**EXERCISE TASK:** How many lines below contain the string "pole"? Give only the number.

**INFORMATION GIVEN:**
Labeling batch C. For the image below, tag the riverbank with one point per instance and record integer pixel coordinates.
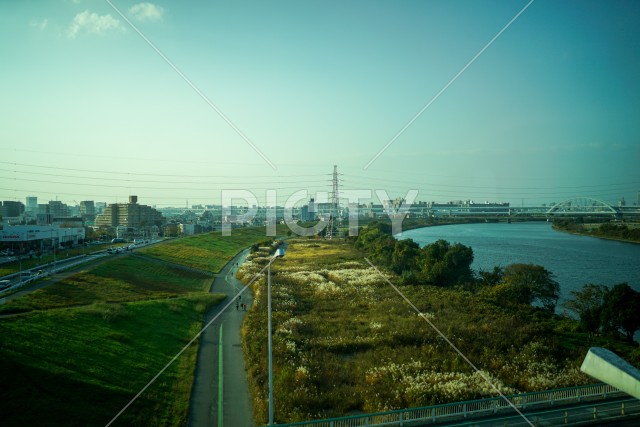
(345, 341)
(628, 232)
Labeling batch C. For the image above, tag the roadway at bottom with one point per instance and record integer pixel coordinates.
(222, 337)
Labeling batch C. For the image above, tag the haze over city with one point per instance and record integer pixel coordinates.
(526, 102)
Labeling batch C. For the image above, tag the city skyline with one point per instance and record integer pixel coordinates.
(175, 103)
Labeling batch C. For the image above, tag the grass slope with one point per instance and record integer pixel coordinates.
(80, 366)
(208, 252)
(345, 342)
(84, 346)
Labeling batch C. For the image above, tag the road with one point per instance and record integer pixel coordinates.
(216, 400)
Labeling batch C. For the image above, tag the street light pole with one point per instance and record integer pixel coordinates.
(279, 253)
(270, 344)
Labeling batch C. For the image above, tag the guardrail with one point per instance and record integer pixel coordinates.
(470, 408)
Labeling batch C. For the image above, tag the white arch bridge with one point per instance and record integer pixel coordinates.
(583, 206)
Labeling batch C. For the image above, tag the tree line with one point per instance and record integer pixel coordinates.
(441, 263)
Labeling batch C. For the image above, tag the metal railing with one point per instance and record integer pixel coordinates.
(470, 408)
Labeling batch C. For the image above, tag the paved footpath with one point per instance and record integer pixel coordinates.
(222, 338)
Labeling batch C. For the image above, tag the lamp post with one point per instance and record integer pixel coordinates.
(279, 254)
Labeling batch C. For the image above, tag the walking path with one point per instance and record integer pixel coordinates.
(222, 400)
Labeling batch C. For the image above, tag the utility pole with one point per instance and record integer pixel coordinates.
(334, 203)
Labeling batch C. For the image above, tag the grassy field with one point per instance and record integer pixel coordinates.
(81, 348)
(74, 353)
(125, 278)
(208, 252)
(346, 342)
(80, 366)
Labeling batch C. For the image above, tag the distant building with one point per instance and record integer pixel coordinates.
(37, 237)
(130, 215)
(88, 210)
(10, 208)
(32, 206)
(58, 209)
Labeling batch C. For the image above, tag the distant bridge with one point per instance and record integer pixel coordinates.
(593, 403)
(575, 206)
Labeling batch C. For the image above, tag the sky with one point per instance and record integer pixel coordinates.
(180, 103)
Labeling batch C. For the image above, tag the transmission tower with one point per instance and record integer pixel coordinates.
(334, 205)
---
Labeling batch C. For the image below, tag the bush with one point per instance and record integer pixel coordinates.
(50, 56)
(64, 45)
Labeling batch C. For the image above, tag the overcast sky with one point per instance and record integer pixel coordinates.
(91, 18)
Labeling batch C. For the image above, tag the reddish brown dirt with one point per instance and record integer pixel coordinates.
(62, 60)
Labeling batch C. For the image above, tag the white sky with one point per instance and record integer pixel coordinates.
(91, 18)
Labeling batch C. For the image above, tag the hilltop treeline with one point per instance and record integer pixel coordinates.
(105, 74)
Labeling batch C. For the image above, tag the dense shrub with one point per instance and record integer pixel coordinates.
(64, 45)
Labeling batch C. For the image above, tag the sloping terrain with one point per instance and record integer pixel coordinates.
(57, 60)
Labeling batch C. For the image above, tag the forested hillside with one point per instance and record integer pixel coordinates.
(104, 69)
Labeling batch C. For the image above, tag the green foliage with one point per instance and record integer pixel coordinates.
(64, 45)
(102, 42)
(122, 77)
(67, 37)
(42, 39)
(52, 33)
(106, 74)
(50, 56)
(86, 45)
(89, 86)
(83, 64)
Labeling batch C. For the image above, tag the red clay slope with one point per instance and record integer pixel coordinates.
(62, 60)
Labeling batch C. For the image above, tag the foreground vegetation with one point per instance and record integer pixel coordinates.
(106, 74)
...
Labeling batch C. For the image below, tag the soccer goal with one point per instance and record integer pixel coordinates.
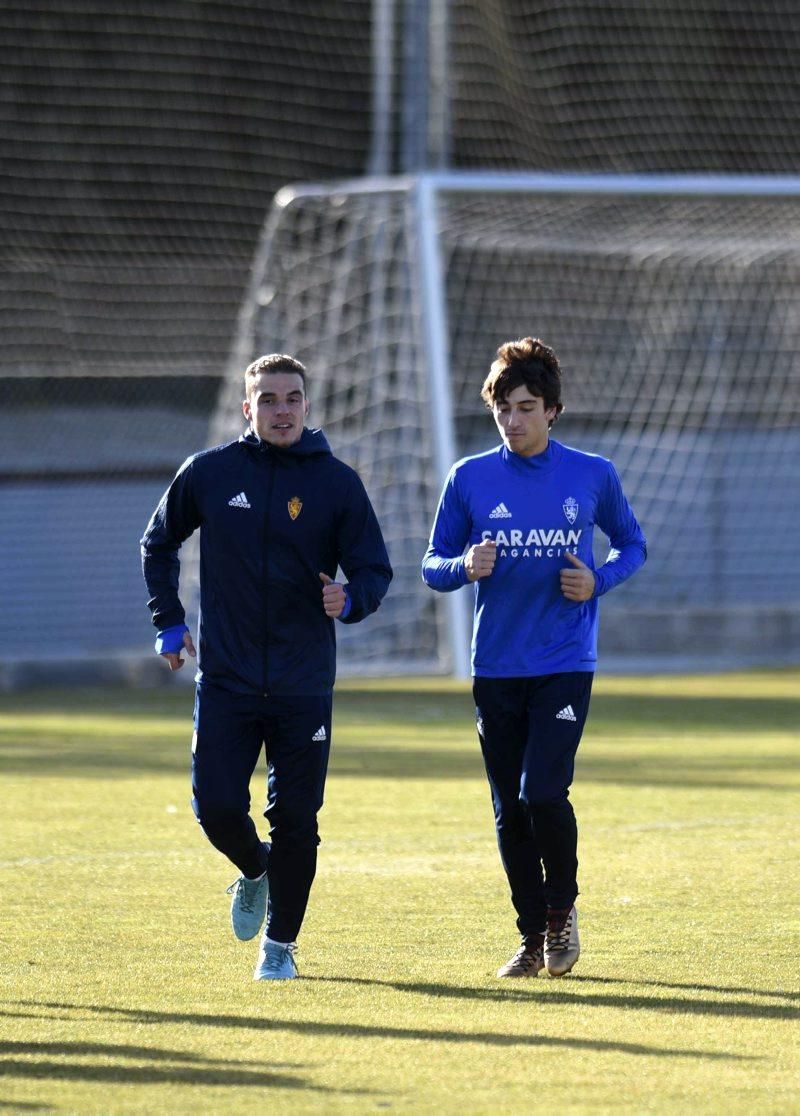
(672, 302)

**ANSWER FOR THIS EXERCISE:** 2